Content starts
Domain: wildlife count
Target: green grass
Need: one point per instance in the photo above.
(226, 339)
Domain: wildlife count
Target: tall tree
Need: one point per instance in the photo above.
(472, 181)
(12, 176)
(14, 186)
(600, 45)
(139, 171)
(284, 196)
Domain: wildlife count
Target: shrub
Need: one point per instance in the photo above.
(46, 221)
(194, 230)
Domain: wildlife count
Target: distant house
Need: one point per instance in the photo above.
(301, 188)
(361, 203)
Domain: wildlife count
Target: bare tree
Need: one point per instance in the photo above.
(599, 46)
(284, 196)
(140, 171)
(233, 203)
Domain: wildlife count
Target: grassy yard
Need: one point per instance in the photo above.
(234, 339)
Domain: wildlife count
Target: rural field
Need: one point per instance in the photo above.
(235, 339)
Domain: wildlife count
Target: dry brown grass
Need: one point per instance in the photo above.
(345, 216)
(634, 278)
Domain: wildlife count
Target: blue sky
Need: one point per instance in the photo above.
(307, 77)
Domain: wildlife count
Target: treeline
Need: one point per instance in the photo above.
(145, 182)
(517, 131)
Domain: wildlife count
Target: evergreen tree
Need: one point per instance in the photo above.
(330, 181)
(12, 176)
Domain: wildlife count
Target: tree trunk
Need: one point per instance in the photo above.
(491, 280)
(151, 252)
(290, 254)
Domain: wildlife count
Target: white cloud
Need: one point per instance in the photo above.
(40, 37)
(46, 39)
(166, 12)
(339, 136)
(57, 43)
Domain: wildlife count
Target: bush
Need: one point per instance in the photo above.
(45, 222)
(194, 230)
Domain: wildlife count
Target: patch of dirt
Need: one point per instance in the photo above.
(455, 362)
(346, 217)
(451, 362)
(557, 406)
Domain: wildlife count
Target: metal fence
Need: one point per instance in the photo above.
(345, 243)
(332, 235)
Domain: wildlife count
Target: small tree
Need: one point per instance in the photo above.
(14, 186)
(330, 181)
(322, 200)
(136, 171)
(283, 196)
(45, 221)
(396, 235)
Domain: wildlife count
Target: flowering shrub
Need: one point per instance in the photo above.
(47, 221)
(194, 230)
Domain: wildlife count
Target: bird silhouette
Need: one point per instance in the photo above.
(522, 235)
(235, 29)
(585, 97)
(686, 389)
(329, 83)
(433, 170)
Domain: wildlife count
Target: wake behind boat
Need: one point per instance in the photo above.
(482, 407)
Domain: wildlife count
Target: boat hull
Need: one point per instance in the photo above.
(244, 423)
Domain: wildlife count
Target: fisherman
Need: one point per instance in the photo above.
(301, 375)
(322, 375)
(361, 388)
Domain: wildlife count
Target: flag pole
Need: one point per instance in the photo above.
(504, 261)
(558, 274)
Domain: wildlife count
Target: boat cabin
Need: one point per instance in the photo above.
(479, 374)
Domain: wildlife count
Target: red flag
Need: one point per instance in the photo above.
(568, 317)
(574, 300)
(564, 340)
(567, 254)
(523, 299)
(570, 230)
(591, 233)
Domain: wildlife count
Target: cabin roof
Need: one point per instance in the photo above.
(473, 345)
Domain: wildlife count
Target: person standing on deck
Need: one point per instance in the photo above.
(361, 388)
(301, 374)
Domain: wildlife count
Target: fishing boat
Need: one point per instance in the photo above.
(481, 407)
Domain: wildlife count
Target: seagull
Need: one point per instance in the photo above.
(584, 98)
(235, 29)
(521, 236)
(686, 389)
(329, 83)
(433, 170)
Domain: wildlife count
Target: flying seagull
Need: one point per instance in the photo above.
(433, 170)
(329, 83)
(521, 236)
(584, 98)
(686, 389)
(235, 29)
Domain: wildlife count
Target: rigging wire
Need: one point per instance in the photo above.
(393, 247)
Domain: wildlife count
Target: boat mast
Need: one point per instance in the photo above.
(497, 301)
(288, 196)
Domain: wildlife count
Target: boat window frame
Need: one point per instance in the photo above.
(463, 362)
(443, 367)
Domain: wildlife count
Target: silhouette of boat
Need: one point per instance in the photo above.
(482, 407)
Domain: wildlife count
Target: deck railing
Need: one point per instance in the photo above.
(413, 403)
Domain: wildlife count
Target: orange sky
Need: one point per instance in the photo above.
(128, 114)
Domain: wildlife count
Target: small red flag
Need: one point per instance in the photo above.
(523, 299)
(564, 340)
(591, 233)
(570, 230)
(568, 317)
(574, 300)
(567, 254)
Content ends
### WHAT YOU SHOULD DO
Only the line that contains "Target: silhouette of boat" and the lines after it, through the end of the data above, are to be repeated exactly.

### EXERCISE ANSWER
Target: silhouette of boat
Need: one point per instance in the photo above.
(482, 407)
Domain: wildlife count
Target: deck railing
Need: one point per instance in the photo above.
(413, 403)
Domain: wildlife count
Target: orange sky
Need: one point per instance in the photo above.
(128, 114)
Domain: wildlife count
Target: small red flag
Need: one point per instance in the photo above.
(523, 299)
(564, 340)
(591, 233)
(570, 230)
(568, 317)
(574, 300)
(567, 254)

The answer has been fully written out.